**Exercise directions**
Copy each of the following entries line for line, without changing a single character.
== == ==
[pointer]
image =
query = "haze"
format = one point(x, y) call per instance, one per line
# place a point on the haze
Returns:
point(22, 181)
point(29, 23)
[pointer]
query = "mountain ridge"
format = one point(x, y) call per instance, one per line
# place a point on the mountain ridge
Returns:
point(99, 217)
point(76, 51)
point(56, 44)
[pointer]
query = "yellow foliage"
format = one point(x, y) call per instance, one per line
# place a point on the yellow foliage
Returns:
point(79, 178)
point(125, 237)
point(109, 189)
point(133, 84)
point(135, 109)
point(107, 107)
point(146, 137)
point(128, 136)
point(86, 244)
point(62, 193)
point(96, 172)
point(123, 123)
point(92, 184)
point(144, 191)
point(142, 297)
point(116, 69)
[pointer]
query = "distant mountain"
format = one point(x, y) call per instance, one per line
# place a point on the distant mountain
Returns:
== == ==
**Solution to this task**
[pointer]
image =
query = "haze"
format = one point(x, y) call per instance, one per line
# place a point on the haze
Returns:
point(22, 181)
point(29, 23)
[pointer]
query = "mountain ridge"
format = one point(x, y) call per instance, one per line
# place a point on the mountain ridge
Returns:
point(99, 217)
point(76, 51)
point(56, 44)
[pointer]
query = "yellow foliage"
format = one point(x, y) call per instance, one per line
# place a point on the yellow foliage
Returns:
point(79, 178)
point(125, 237)
point(109, 189)
point(133, 84)
point(135, 109)
point(107, 107)
point(146, 137)
point(128, 136)
point(86, 244)
point(62, 193)
point(96, 172)
point(123, 123)
point(92, 184)
point(144, 191)
point(142, 297)
point(116, 69)
[pointer]
query = "distant mountain"
format = one point(x, y) call per instance, one per line
# place a point on the distant mountain
Returns:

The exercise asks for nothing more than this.